- **What you are asked to do**
Tally the lines in the listing below that contain the string "canopy". Reply with that number alone.

- **Dataset entries**
— START —
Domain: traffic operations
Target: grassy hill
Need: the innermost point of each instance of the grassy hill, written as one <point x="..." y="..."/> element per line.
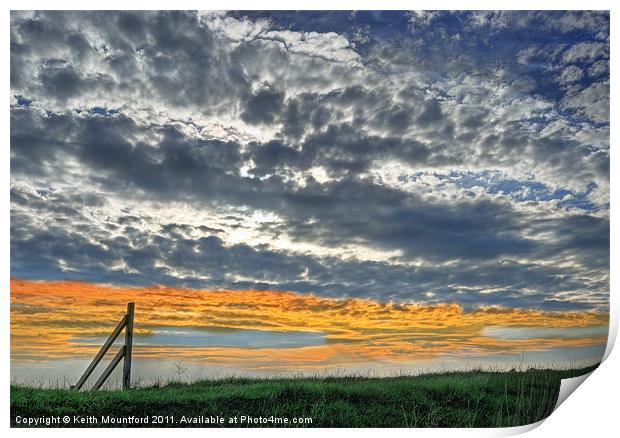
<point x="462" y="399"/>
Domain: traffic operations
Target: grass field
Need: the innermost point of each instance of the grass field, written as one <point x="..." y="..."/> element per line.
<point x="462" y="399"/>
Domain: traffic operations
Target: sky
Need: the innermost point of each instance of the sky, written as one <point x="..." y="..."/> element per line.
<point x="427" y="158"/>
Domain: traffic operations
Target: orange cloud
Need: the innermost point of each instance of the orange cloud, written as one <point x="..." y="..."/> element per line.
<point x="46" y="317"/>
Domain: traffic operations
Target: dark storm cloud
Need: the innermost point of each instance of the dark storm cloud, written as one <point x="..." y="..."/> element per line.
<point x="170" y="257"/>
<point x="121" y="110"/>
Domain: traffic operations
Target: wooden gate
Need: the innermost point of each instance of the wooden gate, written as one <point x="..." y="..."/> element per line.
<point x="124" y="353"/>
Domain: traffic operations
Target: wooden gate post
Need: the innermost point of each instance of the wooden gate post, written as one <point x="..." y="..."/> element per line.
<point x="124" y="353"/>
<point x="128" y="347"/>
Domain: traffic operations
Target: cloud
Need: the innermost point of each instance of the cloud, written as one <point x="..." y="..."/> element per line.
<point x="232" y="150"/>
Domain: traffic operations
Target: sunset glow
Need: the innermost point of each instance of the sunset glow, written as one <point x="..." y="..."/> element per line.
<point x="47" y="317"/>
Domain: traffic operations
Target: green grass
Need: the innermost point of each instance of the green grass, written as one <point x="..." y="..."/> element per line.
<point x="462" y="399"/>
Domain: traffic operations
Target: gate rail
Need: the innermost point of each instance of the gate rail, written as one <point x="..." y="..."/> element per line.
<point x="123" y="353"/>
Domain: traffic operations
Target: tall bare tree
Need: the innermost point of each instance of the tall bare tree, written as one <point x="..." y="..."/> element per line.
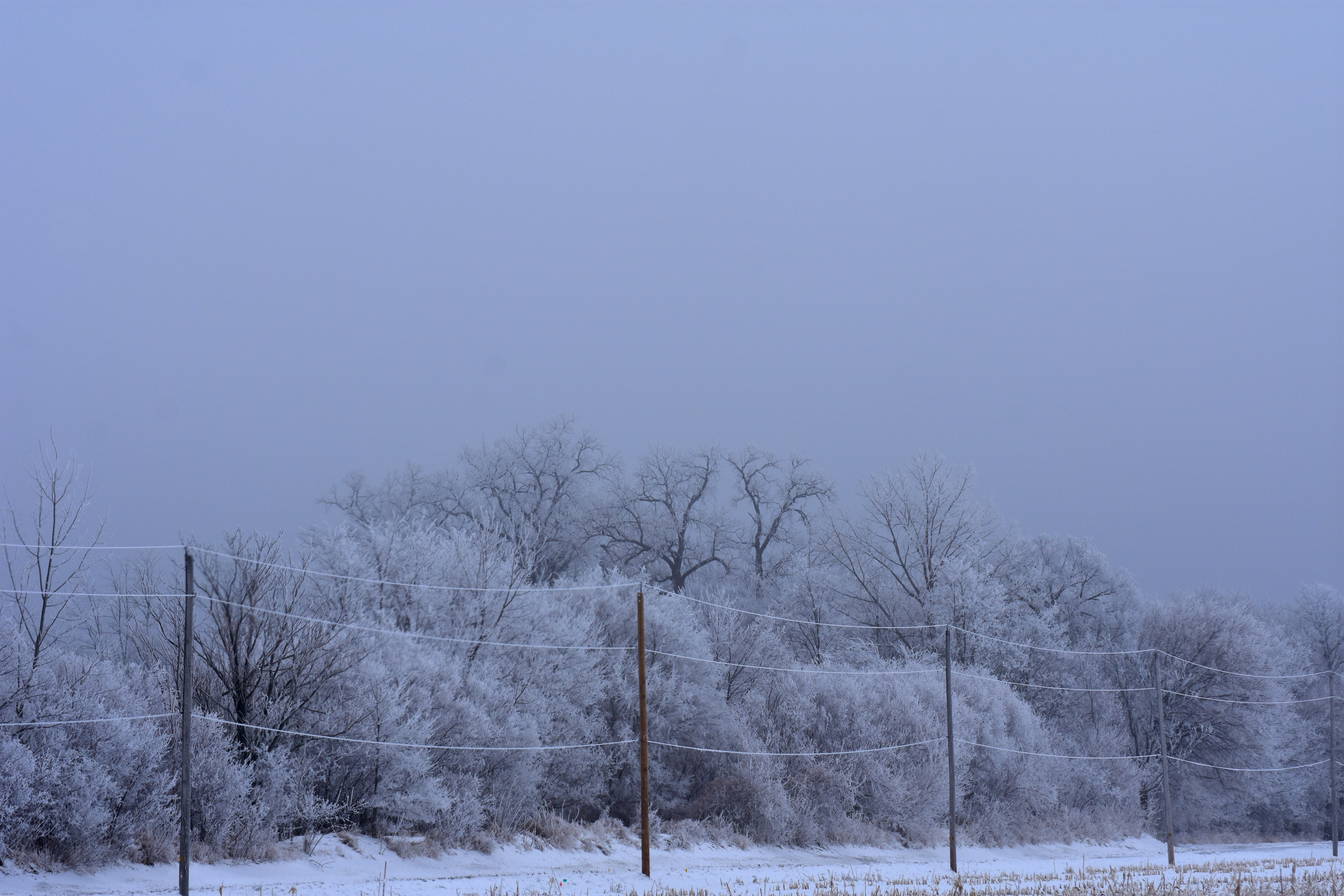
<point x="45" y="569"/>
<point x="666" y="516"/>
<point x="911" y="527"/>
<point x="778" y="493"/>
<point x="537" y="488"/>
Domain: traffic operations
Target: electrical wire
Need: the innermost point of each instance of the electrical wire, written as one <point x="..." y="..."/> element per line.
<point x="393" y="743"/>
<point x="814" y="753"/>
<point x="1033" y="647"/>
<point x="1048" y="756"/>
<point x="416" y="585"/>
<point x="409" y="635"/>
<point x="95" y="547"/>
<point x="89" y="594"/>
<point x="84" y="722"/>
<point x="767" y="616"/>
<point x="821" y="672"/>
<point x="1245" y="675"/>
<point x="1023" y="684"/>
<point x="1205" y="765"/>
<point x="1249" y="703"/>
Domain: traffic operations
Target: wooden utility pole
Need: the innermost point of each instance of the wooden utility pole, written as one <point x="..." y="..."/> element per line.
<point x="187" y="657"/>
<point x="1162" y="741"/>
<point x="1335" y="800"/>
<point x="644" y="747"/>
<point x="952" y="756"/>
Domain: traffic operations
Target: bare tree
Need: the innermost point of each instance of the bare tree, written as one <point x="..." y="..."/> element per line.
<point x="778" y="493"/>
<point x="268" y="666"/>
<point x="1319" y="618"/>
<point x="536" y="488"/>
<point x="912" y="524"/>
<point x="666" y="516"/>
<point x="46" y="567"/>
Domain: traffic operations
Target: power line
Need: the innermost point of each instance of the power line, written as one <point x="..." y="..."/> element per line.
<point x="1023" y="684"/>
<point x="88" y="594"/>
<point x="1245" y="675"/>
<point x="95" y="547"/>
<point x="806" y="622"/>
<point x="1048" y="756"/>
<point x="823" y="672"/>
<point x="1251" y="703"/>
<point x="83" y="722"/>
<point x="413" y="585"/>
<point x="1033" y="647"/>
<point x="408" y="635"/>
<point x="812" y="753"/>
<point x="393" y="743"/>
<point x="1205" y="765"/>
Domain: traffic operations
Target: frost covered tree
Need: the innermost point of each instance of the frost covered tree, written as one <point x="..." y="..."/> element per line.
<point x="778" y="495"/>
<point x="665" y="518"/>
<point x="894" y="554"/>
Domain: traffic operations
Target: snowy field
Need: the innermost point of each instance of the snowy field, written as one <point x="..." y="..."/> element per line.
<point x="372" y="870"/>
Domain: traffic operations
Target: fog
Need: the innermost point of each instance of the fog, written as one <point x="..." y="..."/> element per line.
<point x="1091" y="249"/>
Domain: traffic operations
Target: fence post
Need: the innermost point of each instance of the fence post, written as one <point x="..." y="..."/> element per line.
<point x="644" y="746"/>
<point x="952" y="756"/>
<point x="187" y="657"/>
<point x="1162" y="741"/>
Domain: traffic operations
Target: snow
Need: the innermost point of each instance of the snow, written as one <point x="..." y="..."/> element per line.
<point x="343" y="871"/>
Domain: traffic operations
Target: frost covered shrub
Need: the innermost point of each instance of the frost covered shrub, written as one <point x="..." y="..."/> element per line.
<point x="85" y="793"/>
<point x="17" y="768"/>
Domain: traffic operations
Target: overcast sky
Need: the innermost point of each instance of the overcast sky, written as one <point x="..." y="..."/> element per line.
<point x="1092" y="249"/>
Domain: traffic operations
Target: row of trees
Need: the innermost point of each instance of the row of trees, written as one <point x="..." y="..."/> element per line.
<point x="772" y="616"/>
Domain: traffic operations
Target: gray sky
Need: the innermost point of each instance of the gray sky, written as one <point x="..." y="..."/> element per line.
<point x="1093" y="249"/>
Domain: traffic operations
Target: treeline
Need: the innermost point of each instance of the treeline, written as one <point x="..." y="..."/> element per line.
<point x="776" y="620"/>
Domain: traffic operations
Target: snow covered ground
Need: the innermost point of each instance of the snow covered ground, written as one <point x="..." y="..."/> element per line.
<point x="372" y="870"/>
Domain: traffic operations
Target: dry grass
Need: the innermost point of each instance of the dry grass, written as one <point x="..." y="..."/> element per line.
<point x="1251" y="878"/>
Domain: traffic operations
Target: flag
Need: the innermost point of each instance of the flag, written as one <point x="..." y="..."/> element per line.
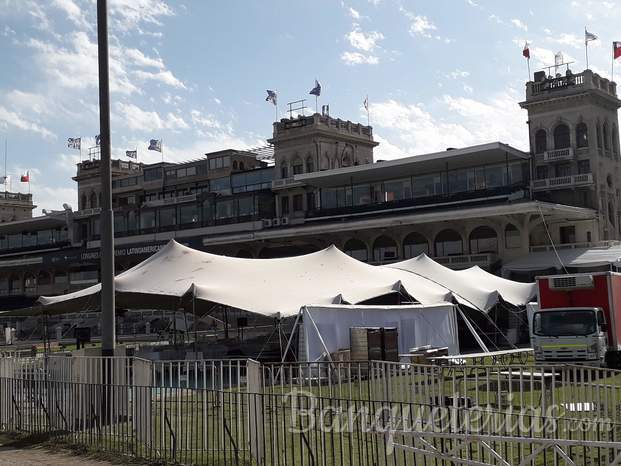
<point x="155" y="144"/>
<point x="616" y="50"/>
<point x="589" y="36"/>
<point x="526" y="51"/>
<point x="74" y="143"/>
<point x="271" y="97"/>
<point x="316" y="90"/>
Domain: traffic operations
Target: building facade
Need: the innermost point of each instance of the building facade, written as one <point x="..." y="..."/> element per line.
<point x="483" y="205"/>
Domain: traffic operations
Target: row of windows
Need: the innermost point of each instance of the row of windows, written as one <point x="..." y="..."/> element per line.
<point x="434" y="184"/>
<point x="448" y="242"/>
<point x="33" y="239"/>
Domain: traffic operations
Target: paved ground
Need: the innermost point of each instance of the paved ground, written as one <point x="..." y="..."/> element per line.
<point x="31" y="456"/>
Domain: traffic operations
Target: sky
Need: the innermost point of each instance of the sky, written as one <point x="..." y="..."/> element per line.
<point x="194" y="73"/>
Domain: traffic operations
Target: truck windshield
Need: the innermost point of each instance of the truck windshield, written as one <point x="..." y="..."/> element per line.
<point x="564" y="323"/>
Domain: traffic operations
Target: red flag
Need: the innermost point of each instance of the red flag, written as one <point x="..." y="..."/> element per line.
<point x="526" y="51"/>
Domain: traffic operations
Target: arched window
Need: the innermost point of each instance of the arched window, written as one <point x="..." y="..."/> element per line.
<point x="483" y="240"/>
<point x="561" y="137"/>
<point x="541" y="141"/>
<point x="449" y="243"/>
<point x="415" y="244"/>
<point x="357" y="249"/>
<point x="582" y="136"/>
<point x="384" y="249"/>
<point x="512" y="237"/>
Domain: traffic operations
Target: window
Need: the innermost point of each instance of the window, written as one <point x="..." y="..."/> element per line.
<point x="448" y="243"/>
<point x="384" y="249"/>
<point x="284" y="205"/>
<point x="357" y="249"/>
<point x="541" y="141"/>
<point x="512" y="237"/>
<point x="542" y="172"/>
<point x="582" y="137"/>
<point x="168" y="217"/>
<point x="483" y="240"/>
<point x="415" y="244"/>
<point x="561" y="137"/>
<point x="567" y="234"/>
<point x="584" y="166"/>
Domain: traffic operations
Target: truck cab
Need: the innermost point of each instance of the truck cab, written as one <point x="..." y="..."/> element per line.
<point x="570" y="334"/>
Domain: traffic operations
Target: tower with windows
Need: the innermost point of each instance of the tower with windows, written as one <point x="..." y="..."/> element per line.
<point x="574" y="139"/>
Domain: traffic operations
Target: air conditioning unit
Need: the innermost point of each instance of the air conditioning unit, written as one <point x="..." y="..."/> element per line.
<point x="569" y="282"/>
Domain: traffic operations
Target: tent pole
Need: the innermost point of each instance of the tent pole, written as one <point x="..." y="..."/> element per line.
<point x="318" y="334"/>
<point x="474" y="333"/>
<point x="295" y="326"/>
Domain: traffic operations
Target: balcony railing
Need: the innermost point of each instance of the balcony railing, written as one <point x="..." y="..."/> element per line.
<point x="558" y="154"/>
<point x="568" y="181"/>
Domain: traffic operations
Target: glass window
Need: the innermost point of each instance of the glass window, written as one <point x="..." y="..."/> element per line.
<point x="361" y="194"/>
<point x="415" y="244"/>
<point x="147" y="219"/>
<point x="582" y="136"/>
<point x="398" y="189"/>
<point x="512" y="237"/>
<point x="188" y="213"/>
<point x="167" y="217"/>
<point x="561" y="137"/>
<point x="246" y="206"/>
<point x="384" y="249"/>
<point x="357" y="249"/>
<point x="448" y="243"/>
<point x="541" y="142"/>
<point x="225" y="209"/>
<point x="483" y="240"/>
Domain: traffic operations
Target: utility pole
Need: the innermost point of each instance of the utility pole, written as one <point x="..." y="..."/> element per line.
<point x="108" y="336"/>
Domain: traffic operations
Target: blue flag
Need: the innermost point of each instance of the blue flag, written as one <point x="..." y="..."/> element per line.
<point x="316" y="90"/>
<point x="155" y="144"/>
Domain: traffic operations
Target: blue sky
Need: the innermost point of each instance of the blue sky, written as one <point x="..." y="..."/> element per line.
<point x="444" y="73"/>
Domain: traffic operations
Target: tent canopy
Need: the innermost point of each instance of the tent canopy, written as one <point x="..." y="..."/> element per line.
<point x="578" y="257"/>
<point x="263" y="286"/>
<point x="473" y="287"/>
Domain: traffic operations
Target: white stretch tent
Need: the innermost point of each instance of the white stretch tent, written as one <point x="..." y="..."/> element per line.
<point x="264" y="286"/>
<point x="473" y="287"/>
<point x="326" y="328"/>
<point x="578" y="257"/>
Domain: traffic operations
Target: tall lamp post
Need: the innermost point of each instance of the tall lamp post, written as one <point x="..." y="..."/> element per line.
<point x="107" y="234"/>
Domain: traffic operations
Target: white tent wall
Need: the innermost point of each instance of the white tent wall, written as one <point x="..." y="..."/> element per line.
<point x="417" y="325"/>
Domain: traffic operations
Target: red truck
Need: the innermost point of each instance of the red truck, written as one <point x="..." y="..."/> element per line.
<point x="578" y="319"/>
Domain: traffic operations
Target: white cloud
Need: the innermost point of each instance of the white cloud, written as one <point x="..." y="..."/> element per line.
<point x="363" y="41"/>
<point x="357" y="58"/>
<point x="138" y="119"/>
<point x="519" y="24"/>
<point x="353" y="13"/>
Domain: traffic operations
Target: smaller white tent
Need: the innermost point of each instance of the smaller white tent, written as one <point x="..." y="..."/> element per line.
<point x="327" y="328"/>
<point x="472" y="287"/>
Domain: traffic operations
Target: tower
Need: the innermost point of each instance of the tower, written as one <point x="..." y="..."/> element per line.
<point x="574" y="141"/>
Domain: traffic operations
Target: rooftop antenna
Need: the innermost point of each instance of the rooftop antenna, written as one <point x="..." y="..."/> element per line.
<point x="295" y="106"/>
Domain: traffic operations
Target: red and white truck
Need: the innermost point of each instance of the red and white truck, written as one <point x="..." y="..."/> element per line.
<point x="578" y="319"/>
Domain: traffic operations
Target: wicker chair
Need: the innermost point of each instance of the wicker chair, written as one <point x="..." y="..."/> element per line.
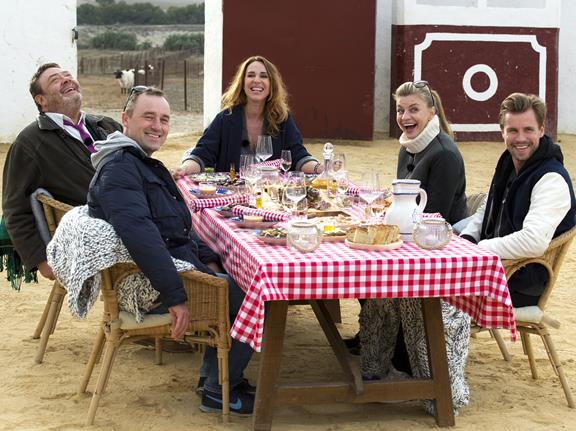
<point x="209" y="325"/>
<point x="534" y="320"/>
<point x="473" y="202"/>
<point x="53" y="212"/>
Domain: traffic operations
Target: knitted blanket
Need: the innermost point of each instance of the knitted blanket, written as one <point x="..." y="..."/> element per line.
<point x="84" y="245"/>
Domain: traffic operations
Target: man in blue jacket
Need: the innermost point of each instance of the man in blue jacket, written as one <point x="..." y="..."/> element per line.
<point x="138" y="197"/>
— END —
- **The response**
2